(Dataset excerpt)
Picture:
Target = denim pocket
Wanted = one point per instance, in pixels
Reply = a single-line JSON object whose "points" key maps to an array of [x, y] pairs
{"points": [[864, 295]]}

▶ [WHAT IS ASKED]: Write out every line of the records again, requests included, but multiply each x and y coordinate in the answers by 0.35 and round it to a whole number, with halves going up. Leave every number in the requests and their format samples as it is.

▶ [SOLUTION BELOW]:
Picture:
Target = denim pocket
Wanted = one point per instance, in pixels
Reply = a single-line JSON object whose "points" key maps to an array of [x, y] pairs
{"points": [[302, 103]]}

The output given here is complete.